-- BEGIN --

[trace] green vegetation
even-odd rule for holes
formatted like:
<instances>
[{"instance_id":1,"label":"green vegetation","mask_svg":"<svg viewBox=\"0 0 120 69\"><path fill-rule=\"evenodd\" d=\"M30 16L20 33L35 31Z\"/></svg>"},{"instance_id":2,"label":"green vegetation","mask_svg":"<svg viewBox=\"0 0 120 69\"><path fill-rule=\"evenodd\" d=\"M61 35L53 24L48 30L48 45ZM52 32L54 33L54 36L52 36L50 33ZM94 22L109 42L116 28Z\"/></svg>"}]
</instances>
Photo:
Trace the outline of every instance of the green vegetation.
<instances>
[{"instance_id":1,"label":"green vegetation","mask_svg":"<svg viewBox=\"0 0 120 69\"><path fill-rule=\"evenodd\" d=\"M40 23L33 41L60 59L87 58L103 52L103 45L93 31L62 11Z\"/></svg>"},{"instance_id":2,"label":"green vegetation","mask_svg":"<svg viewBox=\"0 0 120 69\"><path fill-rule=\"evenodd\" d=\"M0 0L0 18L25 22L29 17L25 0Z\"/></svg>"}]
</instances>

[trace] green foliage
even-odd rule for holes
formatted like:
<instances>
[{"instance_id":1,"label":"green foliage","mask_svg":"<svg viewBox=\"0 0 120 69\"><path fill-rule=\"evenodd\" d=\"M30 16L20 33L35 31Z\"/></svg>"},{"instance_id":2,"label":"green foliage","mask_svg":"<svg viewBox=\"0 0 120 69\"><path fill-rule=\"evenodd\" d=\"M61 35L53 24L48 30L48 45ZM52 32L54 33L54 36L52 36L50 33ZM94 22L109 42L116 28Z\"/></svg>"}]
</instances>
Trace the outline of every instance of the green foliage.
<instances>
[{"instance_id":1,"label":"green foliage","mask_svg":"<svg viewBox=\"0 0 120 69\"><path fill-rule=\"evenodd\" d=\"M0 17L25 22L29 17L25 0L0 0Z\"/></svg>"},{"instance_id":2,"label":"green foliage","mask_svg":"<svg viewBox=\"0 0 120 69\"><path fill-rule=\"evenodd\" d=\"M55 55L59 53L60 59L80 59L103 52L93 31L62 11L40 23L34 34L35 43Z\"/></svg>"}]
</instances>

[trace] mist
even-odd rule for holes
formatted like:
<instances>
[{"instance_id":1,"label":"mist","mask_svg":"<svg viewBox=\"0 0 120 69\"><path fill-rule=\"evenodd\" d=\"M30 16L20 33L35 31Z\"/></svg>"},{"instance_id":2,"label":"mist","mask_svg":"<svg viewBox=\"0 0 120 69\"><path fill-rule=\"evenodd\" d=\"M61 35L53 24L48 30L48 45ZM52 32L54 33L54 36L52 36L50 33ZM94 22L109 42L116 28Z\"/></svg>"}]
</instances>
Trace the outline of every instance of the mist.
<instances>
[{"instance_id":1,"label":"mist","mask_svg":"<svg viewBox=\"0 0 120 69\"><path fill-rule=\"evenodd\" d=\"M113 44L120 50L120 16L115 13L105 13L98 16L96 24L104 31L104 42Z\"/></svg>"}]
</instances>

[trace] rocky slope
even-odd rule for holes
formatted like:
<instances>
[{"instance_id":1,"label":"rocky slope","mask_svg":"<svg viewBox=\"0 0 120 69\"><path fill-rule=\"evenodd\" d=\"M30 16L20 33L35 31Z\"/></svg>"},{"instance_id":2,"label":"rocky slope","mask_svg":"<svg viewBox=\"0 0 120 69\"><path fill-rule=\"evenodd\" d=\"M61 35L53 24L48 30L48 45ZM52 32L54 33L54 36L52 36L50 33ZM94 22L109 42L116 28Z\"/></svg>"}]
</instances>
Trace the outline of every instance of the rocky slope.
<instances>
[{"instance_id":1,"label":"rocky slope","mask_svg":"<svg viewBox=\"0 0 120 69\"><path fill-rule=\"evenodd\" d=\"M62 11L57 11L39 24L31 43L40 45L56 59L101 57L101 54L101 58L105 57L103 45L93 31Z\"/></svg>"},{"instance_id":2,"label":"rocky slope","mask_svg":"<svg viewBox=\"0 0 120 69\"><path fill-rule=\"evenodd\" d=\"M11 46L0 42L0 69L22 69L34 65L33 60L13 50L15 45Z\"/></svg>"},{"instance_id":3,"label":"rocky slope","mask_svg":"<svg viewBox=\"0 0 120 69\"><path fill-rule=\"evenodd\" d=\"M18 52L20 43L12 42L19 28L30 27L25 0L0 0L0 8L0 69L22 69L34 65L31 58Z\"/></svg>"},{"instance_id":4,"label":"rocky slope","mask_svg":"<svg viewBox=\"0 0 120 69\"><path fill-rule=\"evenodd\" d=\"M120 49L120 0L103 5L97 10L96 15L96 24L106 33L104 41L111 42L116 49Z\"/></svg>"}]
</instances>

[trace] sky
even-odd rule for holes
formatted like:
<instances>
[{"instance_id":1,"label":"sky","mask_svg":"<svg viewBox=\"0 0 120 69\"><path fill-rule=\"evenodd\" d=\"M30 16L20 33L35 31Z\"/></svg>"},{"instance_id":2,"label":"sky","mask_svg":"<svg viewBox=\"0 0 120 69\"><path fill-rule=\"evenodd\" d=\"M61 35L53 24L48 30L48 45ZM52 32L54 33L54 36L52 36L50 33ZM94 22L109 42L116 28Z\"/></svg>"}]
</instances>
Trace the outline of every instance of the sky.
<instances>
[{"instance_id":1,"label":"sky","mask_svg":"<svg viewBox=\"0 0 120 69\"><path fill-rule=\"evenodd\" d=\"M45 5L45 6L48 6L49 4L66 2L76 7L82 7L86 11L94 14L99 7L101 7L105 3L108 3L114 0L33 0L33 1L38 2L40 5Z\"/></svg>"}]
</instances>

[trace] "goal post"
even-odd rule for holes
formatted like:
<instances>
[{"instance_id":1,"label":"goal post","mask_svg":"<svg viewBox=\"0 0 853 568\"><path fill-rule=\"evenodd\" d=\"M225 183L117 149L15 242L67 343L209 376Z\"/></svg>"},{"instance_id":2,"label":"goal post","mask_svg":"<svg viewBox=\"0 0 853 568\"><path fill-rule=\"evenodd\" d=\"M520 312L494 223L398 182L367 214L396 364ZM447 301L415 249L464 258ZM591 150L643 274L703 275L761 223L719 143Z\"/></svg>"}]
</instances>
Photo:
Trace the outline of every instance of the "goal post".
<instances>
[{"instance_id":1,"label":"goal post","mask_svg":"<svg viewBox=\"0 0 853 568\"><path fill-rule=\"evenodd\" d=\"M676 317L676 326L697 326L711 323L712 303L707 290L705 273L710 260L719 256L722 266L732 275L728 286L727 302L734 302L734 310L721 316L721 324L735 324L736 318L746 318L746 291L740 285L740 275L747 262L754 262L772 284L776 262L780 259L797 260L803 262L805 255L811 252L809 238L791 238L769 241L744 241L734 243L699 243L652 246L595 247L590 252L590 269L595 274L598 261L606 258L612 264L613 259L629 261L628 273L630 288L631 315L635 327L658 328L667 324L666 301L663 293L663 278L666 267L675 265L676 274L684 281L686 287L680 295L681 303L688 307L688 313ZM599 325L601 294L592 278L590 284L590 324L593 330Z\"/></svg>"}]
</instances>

-- END --

YOUR INSTRUCTIONS>
Report every line of the listing above that contains the string "post".

TASK RESULT>
[trace] "goal post"
[{"instance_id":1,"label":"goal post","mask_svg":"<svg viewBox=\"0 0 853 568\"><path fill-rule=\"evenodd\" d=\"M225 183L117 149L15 242L67 343L209 376Z\"/></svg>"},{"instance_id":2,"label":"goal post","mask_svg":"<svg viewBox=\"0 0 853 568\"><path fill-rule=\"evenodd\" d=\"M520 312L494 223L398 182L367 214L396 364ZM447 301L415 249L464 258ZM591 150L643 274L703 275L761 223L719 143Z\"/></svg>"}]
Trace the outline of every instance of the "goal post".
[{"instance_id":1,"label":"goal post","mask_svg":"<svg viewBox=\"0 0 853 568\"><path fill-rule=\"evenodd\" d=\"M676 317L676 326L697 326L711 323L712 303L707 290L705 273L710 260L719 256L722 266L732 275L728 286L727 302L734 302L734 310L721 316L721 324L735 324L736 318L746 318L746 291L740 285L740 275L747 262L754 262L772 284L776 262L780 259L797 260L803 262L805 255L811 252L809 238L791 238L769 241L744 241L734 243L699 243L652 246L595 247L590 252L590 269L595 274L598 261L606 258L612 264L613 259L629 261L628 273L630 288L631 315L635 327L658 328L667 324L666 301L663 293L663 278L666 267L675 265L676 274L684 281L686 287L680 295L681 303L688 307L688 313ZM599 325L601 294L592 278L590 284L590 324L593 330Z\"/></svg>"}]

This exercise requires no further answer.